*** Opening Excerpted data ***

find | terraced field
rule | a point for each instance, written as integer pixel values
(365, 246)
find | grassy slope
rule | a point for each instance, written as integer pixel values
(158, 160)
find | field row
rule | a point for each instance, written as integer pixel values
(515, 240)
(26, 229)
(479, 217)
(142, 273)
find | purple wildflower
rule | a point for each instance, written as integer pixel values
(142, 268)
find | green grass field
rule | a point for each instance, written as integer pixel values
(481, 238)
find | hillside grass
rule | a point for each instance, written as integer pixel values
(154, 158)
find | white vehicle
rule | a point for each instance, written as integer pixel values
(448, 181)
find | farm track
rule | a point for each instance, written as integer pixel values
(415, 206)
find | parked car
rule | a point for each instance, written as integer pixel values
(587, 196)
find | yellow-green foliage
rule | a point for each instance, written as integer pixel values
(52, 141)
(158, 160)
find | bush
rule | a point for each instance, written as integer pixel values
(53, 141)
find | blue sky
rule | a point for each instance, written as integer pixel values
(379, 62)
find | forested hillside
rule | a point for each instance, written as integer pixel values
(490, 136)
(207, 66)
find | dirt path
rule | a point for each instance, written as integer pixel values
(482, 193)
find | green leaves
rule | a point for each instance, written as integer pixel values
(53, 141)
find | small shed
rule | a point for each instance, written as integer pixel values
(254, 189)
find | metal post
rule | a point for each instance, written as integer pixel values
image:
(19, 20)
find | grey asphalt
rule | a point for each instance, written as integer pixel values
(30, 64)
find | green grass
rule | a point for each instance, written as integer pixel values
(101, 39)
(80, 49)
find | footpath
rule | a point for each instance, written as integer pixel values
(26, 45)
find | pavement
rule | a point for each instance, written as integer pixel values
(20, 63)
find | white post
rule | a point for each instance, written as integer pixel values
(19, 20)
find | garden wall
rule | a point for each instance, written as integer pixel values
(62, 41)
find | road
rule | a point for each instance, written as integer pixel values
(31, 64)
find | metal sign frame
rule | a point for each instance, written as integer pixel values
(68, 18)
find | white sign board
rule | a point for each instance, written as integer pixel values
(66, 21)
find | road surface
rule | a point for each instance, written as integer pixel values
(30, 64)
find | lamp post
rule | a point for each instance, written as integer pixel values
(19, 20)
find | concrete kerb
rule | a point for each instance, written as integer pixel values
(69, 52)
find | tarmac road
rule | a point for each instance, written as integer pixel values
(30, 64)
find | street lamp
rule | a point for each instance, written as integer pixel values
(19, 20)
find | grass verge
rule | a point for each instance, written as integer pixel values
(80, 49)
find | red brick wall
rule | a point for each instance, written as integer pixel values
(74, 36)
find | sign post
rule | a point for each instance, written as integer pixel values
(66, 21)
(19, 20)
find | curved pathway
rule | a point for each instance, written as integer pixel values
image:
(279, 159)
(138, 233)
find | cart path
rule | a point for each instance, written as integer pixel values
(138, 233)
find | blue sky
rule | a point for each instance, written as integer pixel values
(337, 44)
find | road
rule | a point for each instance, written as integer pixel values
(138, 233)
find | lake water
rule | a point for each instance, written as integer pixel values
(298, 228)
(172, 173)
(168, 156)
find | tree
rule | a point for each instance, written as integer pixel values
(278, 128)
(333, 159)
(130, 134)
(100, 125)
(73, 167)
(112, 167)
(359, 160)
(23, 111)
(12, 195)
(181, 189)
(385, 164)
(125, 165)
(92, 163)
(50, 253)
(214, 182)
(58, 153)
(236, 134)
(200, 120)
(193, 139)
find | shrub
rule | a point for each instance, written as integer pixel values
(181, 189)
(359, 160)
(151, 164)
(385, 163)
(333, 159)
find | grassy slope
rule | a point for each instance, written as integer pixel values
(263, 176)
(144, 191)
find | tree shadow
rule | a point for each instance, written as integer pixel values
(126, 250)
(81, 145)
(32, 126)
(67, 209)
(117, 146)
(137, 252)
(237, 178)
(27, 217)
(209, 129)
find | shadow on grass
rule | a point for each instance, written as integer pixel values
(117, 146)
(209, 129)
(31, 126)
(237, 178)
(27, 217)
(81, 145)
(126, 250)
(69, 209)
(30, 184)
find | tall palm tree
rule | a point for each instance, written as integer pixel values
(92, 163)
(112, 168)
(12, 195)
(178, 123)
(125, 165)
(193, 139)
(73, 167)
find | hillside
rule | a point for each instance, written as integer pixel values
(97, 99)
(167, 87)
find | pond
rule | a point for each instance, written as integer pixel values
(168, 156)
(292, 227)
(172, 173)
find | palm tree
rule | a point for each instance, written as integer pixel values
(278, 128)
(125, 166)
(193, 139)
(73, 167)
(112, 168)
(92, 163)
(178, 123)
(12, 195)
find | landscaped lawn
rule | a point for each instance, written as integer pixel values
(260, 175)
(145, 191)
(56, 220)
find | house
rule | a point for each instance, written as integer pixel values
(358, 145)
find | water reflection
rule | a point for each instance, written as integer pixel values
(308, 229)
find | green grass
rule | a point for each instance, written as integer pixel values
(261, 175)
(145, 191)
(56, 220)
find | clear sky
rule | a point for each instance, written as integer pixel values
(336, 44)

*** Closing Excerpted data ***

■ Your objective: Could you filter the material above and copy each line that holds the word "green"?

■ Output of the task:
find | green grass field
find | yellow-green foliage
find | green leaves
find | green grass
find | green grass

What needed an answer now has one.